PROBLEM TO SOLVE -> Please reproduce all the records exactly while leaving out their pictures.

*** Opening of DATA PROVIDED ***

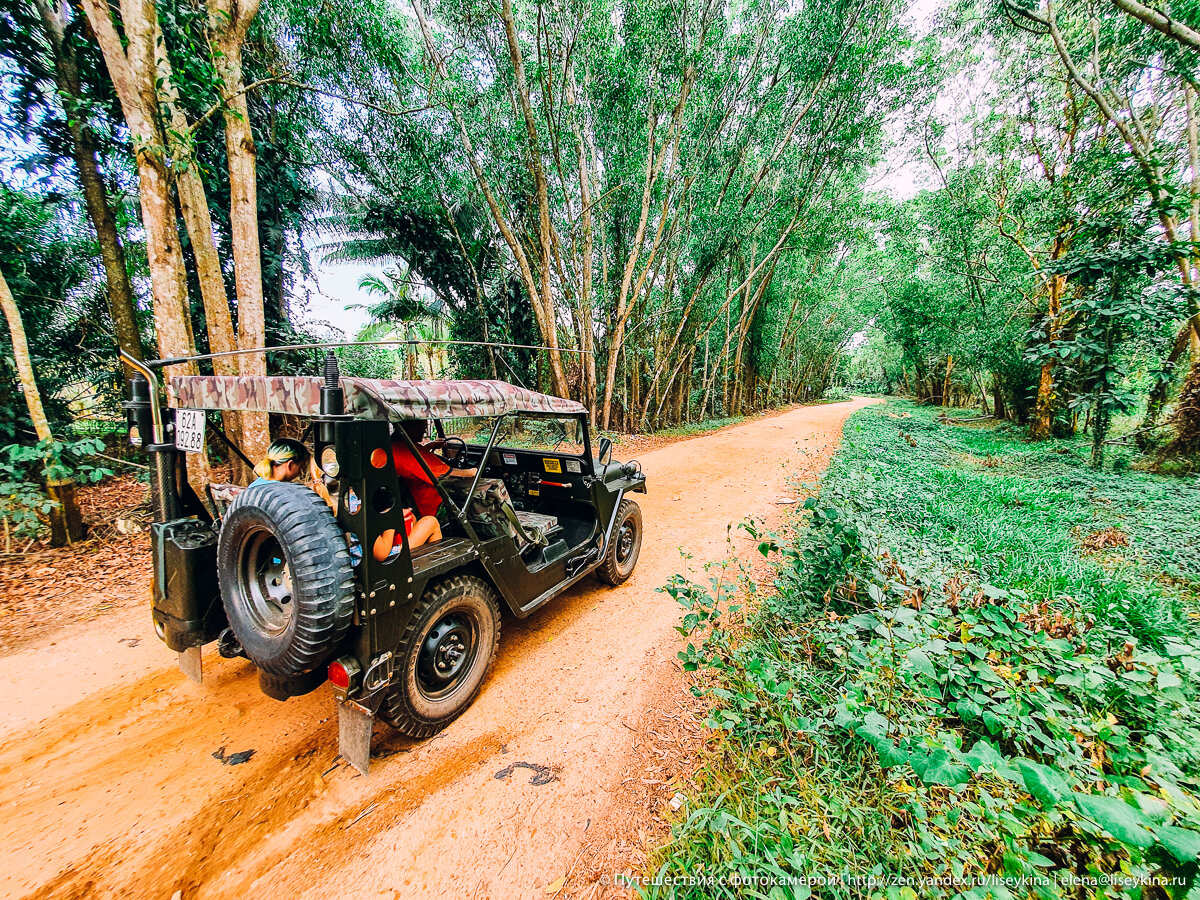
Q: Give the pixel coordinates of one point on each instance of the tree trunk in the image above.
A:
(131, 61)
(1162, 387)
(1187, 417)
(228, 24)
(66, 525)
(121, 307)
(1044, 411)
(946, 382)
(193, 205)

*** Close of DATA PROVIDED ***

ANSWER TO THE PROBLEM ->
Q: Give the pixel coordinates of one point on each instance of the tree trunk in the image above.
A:
(131, 61)
(1162, 387)
(1187, 417)
(228, 24)
(66, 525)
(121, 307)
(1044, 411)
(946, 382)
(193, 205)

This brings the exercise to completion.